(Stored data entries)
#####

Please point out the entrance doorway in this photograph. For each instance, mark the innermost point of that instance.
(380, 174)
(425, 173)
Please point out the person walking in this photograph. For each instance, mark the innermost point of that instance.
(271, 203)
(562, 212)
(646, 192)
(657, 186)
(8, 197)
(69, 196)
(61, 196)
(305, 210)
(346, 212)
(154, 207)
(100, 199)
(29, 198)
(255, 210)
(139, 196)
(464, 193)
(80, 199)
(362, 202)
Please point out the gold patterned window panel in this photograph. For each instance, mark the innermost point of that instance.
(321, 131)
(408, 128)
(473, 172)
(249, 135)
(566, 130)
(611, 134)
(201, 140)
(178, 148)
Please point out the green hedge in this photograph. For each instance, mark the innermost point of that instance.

#####

Assignment
Each entry above is to be transcribed without alteration.

Answer to this problem
Please point out the entrance doorway in this photograph. For each instance, mark the innermost point of that instance.
(380, 174)
(425, 173)
Please point out the person walking in this photograph. For each instance, mark the innermost point of that instance.
(271, 203)
(562, 212)
(646, 192)
(657, 186)
(8, 197)
(69, 196)
(61, 196)
(305, 210)
(346, 212)
(154, 207)
(100, 199)
(29, 198)
(255, 210)
(139, 196)
(464, 193)
(80, 199)
(362, 202)
Please point out the gold patterned window panel in this photograph. For each instance, mark the innermost point of that instance.
(321, 131)
(408, 128)
(473, 172)
(249, 135)
(566, 130)
(611, 134)
(201, 140)
(178, 148)
Please point out the green hedge in this photograph. For each instance, mark the innermost point of that instance.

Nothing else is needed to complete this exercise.